(Saved entries)
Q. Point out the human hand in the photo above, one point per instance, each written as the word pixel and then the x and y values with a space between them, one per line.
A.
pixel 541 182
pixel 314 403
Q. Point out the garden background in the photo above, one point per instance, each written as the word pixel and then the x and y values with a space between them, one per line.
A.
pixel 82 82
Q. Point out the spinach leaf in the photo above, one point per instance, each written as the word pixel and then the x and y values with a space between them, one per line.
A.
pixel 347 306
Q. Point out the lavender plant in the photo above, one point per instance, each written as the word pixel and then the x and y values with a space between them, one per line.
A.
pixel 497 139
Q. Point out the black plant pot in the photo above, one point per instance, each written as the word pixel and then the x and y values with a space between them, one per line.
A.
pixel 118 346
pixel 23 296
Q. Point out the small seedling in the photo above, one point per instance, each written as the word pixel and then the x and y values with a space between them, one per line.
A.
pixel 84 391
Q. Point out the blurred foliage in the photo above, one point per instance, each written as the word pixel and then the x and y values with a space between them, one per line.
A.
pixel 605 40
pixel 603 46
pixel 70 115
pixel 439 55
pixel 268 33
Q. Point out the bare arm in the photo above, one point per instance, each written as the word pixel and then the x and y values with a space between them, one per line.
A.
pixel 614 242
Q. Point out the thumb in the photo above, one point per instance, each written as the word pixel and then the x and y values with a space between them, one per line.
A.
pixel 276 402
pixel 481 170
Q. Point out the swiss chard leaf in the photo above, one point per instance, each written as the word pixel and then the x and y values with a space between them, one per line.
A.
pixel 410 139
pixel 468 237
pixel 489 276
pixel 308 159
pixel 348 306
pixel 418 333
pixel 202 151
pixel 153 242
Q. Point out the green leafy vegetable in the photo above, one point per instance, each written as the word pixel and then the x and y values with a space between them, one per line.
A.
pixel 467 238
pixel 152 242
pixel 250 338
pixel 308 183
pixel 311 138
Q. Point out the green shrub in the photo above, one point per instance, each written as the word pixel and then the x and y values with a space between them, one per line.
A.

==

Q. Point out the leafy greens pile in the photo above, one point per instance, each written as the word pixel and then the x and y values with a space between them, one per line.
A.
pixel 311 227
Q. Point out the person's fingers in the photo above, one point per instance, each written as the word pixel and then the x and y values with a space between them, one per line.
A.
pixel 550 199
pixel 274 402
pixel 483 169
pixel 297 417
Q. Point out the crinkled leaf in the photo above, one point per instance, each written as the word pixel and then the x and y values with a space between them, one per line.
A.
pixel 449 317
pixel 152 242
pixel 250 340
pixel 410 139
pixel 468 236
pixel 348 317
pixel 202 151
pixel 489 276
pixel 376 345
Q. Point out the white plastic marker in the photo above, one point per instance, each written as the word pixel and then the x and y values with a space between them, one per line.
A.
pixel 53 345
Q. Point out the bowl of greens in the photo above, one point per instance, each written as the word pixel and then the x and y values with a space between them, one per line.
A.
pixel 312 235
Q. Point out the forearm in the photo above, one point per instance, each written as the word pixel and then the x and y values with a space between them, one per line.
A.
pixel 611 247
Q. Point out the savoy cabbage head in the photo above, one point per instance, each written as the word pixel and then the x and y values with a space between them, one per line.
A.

• **Goal**: Filter the entries above, copying out every line that contains the string "greens".

• **Exercise result**:
Q. Point out the leafy greens pile in the photo above, one point per instance, each written as the word pixel and then the x and y values with a space between them, one per line.
Q. Point out the bowl of greens in the photo above, one point per instance, each written as the word pixel and then the x and y values with a space between them, one per line.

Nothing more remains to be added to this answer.